Produce an exact copy of the lines from the line that contains "find the glass window" to the end of the listing below.

*** EXTRACTED MATERIAL ***

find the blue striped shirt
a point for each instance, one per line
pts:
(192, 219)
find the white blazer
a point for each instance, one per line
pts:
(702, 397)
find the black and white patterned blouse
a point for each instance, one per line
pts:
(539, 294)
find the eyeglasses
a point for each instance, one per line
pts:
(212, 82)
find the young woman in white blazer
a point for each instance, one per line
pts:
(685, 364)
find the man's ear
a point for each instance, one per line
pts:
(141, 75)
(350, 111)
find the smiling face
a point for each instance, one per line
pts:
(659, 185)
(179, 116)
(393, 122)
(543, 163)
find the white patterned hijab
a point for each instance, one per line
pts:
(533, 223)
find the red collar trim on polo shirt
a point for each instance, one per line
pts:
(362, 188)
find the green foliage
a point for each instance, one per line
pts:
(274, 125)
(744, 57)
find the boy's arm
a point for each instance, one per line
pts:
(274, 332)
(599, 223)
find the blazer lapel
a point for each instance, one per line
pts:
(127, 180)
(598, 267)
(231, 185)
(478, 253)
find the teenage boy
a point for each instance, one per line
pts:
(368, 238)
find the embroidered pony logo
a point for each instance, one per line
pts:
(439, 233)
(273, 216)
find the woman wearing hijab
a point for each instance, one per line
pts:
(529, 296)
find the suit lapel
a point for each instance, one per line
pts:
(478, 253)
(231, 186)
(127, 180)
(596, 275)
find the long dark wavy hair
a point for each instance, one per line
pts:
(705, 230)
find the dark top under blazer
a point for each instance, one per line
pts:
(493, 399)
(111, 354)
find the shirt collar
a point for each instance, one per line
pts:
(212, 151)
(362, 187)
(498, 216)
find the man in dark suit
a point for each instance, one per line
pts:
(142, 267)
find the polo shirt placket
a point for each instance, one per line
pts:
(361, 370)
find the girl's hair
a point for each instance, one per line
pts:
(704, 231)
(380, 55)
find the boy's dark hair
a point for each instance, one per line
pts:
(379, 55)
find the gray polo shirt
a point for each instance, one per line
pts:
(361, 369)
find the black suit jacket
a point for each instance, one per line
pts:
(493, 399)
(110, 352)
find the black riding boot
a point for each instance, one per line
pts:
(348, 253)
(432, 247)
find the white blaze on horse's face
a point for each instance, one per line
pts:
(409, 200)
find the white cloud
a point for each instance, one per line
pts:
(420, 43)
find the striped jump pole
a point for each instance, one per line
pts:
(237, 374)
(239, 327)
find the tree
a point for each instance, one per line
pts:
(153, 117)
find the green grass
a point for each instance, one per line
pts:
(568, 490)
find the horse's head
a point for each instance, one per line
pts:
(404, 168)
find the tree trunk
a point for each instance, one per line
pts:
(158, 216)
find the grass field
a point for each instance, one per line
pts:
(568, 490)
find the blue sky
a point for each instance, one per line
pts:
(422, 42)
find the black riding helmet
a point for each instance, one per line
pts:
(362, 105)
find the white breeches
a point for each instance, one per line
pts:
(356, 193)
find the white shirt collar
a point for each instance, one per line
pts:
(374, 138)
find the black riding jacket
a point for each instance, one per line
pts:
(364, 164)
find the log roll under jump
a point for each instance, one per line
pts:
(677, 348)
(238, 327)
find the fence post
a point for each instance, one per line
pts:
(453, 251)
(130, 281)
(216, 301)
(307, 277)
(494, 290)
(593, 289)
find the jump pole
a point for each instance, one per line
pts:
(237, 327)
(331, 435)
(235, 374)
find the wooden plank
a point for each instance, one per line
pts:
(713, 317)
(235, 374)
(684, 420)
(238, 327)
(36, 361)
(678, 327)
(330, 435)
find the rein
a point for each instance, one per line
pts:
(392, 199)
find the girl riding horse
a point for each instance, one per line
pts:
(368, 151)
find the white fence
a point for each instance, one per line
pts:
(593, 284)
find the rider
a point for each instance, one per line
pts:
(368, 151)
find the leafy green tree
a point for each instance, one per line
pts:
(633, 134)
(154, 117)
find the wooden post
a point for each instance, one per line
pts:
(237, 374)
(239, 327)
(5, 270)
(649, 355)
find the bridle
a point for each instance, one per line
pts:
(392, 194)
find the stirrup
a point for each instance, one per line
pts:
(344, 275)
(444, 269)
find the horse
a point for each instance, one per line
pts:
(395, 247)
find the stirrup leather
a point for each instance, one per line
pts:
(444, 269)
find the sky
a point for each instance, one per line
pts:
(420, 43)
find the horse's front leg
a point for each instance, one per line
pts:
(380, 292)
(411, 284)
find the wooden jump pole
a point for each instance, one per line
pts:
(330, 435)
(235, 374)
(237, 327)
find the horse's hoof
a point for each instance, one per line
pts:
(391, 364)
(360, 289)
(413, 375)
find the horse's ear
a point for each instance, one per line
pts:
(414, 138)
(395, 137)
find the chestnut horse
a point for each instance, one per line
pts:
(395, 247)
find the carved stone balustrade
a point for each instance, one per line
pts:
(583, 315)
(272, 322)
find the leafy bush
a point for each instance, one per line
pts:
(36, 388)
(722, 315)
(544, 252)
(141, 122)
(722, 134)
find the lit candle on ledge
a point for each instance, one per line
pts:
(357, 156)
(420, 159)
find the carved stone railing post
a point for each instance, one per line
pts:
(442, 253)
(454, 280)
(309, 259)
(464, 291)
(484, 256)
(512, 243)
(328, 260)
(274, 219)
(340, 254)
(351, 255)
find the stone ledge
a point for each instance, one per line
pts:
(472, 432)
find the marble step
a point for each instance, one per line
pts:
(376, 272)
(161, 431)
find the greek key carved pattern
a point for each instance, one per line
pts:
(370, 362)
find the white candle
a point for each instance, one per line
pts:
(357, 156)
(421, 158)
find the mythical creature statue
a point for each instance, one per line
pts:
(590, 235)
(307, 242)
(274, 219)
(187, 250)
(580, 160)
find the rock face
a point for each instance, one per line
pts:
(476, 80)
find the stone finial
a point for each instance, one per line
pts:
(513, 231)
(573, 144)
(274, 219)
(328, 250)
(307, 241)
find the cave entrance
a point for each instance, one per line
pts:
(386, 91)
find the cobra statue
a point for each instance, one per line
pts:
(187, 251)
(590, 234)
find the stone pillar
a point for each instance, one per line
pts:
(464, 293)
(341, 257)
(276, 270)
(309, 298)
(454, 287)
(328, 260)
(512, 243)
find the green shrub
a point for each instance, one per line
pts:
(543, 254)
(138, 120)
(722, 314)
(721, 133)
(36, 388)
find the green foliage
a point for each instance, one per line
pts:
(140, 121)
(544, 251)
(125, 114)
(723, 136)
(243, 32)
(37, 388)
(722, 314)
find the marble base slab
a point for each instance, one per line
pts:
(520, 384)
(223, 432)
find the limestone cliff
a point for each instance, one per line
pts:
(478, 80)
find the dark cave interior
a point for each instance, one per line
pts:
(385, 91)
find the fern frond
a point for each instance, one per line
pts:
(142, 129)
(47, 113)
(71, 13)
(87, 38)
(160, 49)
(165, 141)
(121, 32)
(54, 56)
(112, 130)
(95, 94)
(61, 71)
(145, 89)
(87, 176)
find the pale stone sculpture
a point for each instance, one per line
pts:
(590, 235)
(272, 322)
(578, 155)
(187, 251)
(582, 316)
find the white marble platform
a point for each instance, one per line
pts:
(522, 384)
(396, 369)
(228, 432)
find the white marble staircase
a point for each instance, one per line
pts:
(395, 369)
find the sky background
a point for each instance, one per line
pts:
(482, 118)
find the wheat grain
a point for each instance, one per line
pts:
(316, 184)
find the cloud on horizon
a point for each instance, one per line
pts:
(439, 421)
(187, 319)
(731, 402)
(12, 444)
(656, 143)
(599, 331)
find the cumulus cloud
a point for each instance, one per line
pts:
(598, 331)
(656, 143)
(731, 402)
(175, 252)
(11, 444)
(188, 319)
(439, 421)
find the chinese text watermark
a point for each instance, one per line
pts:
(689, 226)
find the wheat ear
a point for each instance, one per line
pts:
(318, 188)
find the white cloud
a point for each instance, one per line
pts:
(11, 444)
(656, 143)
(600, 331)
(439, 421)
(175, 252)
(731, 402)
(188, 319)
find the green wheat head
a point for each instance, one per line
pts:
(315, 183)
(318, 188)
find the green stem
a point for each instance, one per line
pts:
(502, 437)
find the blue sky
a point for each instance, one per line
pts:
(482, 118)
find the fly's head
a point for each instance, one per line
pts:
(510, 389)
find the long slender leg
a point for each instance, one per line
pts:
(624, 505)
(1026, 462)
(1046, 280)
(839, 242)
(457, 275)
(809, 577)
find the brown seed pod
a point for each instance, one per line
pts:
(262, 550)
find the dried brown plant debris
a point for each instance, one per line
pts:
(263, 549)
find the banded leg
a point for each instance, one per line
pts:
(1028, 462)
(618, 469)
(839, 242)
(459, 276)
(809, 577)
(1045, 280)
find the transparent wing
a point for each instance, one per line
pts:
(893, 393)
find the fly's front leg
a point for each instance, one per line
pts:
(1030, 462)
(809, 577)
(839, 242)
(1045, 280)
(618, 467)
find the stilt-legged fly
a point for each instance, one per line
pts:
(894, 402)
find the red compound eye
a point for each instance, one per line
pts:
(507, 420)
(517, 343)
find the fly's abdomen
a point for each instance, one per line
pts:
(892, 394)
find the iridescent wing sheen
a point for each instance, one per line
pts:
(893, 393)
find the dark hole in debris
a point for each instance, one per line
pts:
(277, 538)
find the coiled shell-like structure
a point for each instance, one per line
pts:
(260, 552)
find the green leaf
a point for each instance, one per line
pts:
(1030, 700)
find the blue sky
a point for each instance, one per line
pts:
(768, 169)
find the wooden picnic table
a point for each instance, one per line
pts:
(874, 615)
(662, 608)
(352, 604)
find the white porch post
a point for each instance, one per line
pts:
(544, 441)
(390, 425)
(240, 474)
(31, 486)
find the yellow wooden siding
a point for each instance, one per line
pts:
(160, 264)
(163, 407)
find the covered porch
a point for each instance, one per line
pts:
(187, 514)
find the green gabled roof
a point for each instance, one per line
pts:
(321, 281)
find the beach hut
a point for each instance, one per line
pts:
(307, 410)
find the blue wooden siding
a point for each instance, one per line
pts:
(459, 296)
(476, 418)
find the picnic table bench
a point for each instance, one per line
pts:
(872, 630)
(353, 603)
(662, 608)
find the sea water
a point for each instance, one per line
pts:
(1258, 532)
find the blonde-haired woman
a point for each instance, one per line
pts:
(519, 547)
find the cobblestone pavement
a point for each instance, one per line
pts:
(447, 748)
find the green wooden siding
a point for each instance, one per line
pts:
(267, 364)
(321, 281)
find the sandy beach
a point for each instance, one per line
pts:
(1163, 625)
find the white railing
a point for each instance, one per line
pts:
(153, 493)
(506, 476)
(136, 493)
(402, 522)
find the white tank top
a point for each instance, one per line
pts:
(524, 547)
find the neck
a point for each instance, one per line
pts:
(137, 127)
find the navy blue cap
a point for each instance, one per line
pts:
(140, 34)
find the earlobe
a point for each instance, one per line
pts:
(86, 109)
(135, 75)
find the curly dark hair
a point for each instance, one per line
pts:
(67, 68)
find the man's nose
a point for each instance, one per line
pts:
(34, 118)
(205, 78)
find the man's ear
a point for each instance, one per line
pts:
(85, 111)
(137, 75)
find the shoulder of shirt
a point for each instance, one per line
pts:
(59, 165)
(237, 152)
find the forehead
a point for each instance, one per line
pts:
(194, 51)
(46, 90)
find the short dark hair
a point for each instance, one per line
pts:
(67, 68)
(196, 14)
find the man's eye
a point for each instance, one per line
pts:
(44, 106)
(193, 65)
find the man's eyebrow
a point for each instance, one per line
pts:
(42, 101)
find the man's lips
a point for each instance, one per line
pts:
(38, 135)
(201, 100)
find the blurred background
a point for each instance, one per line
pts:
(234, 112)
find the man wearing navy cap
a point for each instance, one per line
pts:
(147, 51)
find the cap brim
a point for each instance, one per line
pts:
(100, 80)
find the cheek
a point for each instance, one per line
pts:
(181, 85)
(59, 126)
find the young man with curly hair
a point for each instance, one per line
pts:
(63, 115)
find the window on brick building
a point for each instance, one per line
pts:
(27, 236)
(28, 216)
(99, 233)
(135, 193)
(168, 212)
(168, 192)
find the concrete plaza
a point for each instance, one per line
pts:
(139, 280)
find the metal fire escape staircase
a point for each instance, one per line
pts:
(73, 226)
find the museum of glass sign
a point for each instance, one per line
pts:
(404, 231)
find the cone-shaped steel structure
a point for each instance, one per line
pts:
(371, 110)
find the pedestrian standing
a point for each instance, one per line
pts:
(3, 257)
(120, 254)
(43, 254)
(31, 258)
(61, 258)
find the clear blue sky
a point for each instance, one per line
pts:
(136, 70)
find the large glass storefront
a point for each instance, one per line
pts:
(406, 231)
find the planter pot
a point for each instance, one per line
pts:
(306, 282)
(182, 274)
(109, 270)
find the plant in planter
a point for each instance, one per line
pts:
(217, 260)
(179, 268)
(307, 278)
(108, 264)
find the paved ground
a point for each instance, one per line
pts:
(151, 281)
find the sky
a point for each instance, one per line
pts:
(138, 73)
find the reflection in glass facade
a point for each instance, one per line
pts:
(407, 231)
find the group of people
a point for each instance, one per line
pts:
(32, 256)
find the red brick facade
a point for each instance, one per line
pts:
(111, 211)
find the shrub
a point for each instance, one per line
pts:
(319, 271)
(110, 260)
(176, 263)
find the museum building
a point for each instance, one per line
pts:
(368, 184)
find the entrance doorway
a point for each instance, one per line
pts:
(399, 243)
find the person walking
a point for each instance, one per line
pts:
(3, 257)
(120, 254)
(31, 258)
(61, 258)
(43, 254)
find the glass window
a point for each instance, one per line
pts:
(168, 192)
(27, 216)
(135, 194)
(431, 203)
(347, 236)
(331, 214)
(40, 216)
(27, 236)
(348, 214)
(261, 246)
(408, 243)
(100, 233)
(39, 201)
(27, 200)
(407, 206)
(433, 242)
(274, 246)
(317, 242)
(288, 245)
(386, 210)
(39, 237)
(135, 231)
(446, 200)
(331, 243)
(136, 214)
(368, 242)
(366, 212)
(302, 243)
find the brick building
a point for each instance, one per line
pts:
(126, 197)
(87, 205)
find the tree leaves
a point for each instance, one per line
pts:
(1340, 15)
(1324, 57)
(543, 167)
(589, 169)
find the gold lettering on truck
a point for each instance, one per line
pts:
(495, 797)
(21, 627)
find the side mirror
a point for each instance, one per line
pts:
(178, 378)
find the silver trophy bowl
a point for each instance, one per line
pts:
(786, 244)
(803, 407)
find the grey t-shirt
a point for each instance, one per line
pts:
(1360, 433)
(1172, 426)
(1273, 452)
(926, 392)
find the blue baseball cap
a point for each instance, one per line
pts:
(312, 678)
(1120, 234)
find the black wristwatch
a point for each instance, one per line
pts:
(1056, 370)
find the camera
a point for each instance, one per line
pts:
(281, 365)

***

▶ _THE RESULT_:
find the glass window
a point for each instance, one per line
pts:
(168, 192)
(27, 216)
(135, 194)
(431, 203)
(347, 236)
(331, 214)
(40, 216)
(27, 236)
(348, 214)
(261, 246)
(408, 243)
(100, 233)
(39, 201)
(27, 200)
(407, 206)
(433, 242)
(274, 246)
(317, 242)
(288, 245)
(386, 210)
(39, 237)
(135, 231)
(446, 200)
(331, 243)
(136, 214)
(368, 242)
(366, 212)
(302, 243)
find the brick building
a point for each instance, one per line
pts:
(126, 197)
(87, 205)
find the tree leaves
a point for each instance, one per line
pts:
(1340, 15)
(1324, 57)
(543, 167)
(589, 169)
find the gold lettering on truck
a point for each instance, one per line
pts:
(495, 797)
(21, 627)
find the side mirror
a point for each instance, one per line
pts:
(178, 378)
find the silver trophy bowl
a point for each instance, one per line
pts:
(786, 244)
(803, 407)
find the grey t-shirt
a point for each instance, one per line
pts:
(1360, 433)
(1172, 426)
(1273, 452)
(926, 392)
find the blue baseball cap
a point for each instance, one per line
pts:
(312, 678)
(1120, 234)
find the black wristwatch
a point for each instance, one per line
pts:
(1056, 370)
find the camera
a point for each instance, one per line
pts:
(281, 365)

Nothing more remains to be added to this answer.